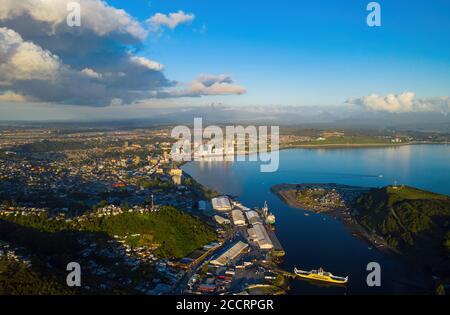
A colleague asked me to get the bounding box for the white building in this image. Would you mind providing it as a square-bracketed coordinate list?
[248, 224, 273, 249]
[211, 196, 232, 211]
[214, 215, 231, 224]
[231, 210, 245, 226]
[245, 210, 262, 225]
[211, 241, 248, 266]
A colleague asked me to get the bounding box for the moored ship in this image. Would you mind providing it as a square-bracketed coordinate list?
[294, 268, 348, 284]
[261, 201, 276, 224]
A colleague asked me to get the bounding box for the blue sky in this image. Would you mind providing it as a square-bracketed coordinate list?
[0, 0, 450, 119]
[108, 0, 450, 105]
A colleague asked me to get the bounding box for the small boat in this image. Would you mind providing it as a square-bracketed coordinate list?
[294, 268, 348, 284]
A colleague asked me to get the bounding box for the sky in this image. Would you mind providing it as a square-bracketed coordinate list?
[0, 0, 450, 120]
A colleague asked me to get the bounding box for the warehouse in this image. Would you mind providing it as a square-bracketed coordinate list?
[248, 224, 273, 249]
[245, 211, 262, 225]
[211, 196, 231, 211]
[214, 215, 231, 225]
[231, 210, 245, 226]
[211, 241, 248, 266]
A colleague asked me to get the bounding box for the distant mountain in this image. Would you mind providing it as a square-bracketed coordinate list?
[0, 105, 450, 132]
[355, 186, 450, 278]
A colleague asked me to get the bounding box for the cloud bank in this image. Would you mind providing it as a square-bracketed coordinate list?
[346, 92, 450, 113]
[147, 11, 195, 31]
[0, 0, 245, 106]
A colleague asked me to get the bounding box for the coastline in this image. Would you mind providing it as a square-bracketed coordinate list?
[270, 184, 401, 256]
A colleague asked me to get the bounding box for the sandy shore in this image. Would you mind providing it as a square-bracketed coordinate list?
[271, 184, 400, 254]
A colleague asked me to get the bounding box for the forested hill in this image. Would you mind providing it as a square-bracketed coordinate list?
[355, 186, 450, 278]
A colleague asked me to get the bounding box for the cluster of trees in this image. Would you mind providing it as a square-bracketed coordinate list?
[0, 259, 73, 295]
[80, 207, 217, 258]
[16, 140, 95, 153]
[0, 207, 217, 258]
[356, 187, 450, 253]
[356, 187, 450, 251]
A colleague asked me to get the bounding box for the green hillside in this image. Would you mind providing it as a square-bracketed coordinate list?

### EXERCISE INSTRUCTIONS
Write out all of the entries above word for word, leaving out the picture.

### RESULT OF THE TASK
A colleague asked me to get the bounding box for the white building in this image. Would you mind providing it as a square-bracketed coordinate list?
[248, 224, 273, 249]
[211, 196, 232, 211]
[214, 215, 231, 224]
[231, 210, 245, 226]
[245, 210, 262, 225]
[211, 241, 248, 266]
A colleague asked me to get the bounding box for the moored ship in this image. Would you mind providing it as a square-bracketed coordinate list?
[294, 268, 348, 284]
[261, 201, 276, 224]
A colleague asked me to get the bounding box for the blue sky in this image. Would you mind providing it as a square-bracketed coordinate list?
[0, 0, 450, 119]
[108, 0, 450, 105]
A colleague asked me to get the bounding box for the small boat in this image. Would you mind providing it as a square-bracketed coordinate list?
[294, 268, 348, 284]
A colleague asked me to get the bounding box for the sky in this image. Would you mind providing it as a square-bracketed coordinate list?
[0, 0, 450, 120]
A colleague asked me to get the bounding box for the warehouse in this image. Would you mind providing it as a square-bracketed coordinate list?
[248, 224, 273, 249]
[245, 211, 262, 225]
[211, 196, 231, 211]
[214, 215, 231, 225]
[231, 210, 245, 226]
[211, 241, 248, 266]
A colleague asked me to get the bounding box for the distant mountain in this image. Would you mind providing it as a square-bracketed coordinate list?
[0, 105, 450, 132]
[355, 186, 450, 278]
A colleague asked me to get the bounding box for the cloud bank in this image. Would you mind providing it as a square-bracketed coordinate list?
[346, 92, 450, 113]
[147, 11, 195, 31]
[0, 0, 245, 106]
A colleague asked me to get the bounding box for the coastline in this image. Would you mind providing it as a square-bracketed coordinate list?
[270, 184, 401, 256]
A colleague asked me to get the bounding box for the sandy shore in this image. Would you mind providing it as a square-bracketed coordinate list?
[271, 184, 400, 254]
A colleague asked me to get the bounding box for the forested hill in this image. Would you mind providing it as a square-bracketed coordinate list?
[355, 186, 450, 278]
A colleague asked me to get the bounding box for the cluster of trees in this image. Would you mind providing it as a square-bracketed coordinate list?
[0, 259, 73, 295]
[80, 207, 217, 258]
[16, 140, 95, 153]
[0, 207, 217, 258]
[356, 187, 450, 253]
[356, 187, 450, 251]
A colleague asked me to get the bounding box for the green hillside in this image. Would you mind providing it as a square-bracketed coordinate list?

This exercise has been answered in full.